*** Provided passage ***

A professor at the University of North Carolina's Wilmington campus has come under fire for numerous anti-LGBT and Islamophobic statements, including remarks perceived as threats to individual students -- but school officials say he has not violated any federal law or university policy.
Nada Merghani, a Muslim refugee from Sudan who identifies as queer, told The Daily Beast she had to leave the school after intense harassment by criminology professor Mike Adams, a conservative Christian who makes his anti-LGBT and anti-Muslim views known via Facebook, Twitter, and columns he writes for websites such as The Daily Wire and Townhall.
Merghani said she had never so much as spoken to Adams when he first attacked her -- in a Facebook post in April 2015. "The only thing more disgusting than a jihadist Muslim is a pro-choice Muslim," Adams wrote of Merghani. Then in August of that year, Adams wrote a column for The Daily Wire regarding a Facebook post of Mergani's about Donald Trump's upcoming visit to the UNC Wilmington campus, in which she said, "Y'all are not prepared for what I'm about to do."

*** End of Provided passage ***

Prompt 1 =
In the UNC Wilmington article, what subject does Mike Adams teach?
Prompt 2 =
From the UNC Wilmington article, copy the portion that begins at the words "A professor at" and stops after "or university policy.".

*** Listed records ***

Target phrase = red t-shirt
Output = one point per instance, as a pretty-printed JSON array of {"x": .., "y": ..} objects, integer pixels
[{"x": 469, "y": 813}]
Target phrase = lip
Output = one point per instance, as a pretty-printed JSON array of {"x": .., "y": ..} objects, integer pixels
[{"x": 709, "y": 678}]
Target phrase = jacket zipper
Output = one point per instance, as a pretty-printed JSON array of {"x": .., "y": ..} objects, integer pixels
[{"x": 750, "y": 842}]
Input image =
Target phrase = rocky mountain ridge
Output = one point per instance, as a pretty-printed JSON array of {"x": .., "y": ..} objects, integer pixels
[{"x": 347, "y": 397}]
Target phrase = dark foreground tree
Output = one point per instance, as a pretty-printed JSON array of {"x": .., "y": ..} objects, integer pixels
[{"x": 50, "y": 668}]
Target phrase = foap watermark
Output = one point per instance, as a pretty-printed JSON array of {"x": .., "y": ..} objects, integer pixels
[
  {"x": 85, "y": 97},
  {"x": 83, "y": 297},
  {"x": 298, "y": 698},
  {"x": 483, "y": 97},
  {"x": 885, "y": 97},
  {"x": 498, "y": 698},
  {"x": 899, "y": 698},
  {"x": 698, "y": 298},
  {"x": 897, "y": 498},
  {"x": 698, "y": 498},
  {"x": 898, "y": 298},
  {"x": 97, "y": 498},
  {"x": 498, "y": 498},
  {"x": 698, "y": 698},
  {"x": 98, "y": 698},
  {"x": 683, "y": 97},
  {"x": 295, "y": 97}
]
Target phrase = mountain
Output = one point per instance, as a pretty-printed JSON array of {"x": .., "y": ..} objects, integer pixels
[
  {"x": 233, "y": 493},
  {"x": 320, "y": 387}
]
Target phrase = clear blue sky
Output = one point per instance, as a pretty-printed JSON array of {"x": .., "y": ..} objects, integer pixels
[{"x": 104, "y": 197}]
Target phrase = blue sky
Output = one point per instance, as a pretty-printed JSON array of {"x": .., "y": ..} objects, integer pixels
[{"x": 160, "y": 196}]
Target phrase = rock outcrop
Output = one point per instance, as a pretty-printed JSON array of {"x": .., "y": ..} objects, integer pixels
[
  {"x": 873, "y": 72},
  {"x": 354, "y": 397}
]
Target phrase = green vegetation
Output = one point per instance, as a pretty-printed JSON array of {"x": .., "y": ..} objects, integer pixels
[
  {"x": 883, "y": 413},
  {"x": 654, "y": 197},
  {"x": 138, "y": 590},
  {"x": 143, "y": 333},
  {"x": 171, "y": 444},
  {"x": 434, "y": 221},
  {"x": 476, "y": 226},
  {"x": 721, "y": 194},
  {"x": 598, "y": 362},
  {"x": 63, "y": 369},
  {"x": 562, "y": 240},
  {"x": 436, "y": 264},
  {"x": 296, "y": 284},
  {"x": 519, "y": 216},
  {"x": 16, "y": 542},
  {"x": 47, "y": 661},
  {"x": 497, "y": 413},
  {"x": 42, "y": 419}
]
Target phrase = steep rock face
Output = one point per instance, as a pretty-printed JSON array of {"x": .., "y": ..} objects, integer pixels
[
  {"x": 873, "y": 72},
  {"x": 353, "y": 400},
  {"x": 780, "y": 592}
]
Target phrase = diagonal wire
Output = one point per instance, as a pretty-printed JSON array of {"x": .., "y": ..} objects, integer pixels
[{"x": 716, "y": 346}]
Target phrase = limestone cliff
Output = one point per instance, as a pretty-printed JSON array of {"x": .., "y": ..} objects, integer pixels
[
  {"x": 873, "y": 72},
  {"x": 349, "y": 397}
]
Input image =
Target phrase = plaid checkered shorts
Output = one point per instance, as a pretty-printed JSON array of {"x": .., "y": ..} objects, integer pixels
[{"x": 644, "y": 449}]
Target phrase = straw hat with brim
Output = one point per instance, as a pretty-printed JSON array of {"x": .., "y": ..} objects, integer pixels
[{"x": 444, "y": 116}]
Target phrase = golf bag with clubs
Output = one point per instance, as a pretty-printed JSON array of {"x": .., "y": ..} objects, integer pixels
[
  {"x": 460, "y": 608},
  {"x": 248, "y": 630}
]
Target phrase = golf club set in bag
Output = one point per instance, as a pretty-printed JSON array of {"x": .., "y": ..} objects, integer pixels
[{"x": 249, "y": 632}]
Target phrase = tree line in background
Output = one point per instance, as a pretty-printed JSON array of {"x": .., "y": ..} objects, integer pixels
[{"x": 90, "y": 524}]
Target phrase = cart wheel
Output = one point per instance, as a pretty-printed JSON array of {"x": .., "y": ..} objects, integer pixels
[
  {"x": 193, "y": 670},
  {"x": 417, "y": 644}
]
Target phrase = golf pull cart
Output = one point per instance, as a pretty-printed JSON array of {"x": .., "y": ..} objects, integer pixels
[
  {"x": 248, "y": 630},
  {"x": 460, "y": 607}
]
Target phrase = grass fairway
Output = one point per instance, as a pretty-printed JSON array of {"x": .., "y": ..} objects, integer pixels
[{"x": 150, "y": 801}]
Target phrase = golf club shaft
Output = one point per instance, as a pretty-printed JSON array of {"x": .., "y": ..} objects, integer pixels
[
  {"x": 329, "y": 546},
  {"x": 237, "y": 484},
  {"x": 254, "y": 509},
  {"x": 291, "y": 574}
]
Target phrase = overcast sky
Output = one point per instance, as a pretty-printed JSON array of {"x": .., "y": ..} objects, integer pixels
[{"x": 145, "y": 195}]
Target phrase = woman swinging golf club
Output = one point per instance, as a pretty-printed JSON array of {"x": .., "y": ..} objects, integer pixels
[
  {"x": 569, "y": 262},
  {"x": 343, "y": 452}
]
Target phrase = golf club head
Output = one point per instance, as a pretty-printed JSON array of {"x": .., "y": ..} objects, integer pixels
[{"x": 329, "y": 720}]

*** End of Listed records ***

Written solution 1 =
Criminology.

Written solution 2 =
A professor at the University of North Carolina's Wilmington campus has come under fire for numerous anti-LGBT and Islamophobic statements, including remarks perceived as threats to individual students -- but school officials say he has not violated any federal law or university policy.